Wednesday, March 30, 2011

All in a Day: Housecleaning

Today the All in a Day bloggers are discussing how we tackle housecleaning, which can be a never-ending job with a large family!

We have used various systems through the years.  At times, we have had a big cleaning day one day a week.  At other times, we have divided up the jobs/rooms over the course of a week and cleaned certain areas each day. 

Before we moved, this was the system we had in place:

Monday:  We all cleaned our bedrooms.

Tuesday:  We deep-cleaned all the bathrooms.  I also focused on laundry and ironing.

Wednesday:  We thoroughly cleaned the kitchen, and I let the children sign up for the detail jobs of their choosing, such as cleaning out the microwave, wiping down the white cabinet fronts, scrubbing out the sink, etc.

Thursday:  We cleaned the family room, dining room, and foyer.

Friday:  We cleaned the bonus room/school room.

Saturday:  We tackled the porches and van, and sometimes weeded or raked or did other yard jobs, as needed.

To maintain, the children and I straightened or quick-cleaned our assigned jurisdictions each morning throughout the week. 

Disclaimer:  This looked great on paper and worked well when we followed the plan!  Of course, it didn't always work out as perfectly as it sounds here!  

Since moving, we have been cleaning one day a week -- on Friday afternoon or Saturday morning.  Each child cleans their assigned jurisdictions, and I clean mine.  This is working for now. 

I have used the idea of Jurisdictions, or areas of responsibility, for the last twelve or thirteen years. The idea is to not just give your children little jobs to do, but to give them whole rooms or areas of jurisdiction, to be responsible for cleaning and maintaining throughout the week.  This teaches them responsibility and has proven to be more effective and efficient than just assigning random jobs.

One thing that has never worked for me is the rotating job chart!!  They take a long time to set up, and I could never keep up with whose turn it was to do what!  With so many children, it just became too complicated!  It was definitely more work than it was worth!

A workable system needs to be relatively simple to create and keep going, or it will soon fall by the wayside.  It also needs to fit where your family is Right Now.

- _Extracted entries_

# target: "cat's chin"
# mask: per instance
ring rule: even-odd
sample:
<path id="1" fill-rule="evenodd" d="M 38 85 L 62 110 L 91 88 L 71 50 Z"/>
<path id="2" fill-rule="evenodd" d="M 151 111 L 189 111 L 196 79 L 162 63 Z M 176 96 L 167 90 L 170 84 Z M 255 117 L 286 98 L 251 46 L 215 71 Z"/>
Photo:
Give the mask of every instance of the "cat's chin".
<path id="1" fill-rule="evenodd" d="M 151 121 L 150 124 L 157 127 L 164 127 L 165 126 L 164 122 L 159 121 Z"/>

- _Required work_
#1 Retype everything in the housecleaning post from "Thursday:  We cleaned" down to "it sounds here!".
#2 Answer these questions from the housecleaning post:
(a) On which day of the system used before the move were all the bathrooms deep-cleaned?
(b) Since moving, on what two possible times does the family do its one weekly cleaning?
(c) For how long has the writer used the idea of Jurisdictions?

- _Answers given_
#1
Thursday:  We cleaned the family room, dining room, and foyer.

Friday:  We cleaned the bonus room/school room.

Saturday:  We tackled the porches and van, and sometimes weeded or raked or did other yard jobs, as needed.

To maintain, the children and I straightened or quick-cleaned our assigned jurisdictions each morning throughout the week. 

Disclaimer:  This looked great on paper and worked well when we followed the plan!  Of course, it didn't always work out as perfectly as it sounds here!

#2
(a) Tuesday.
(b) Friday afternoon or Saturday morning.
(c) For the last twelve or thirteen years.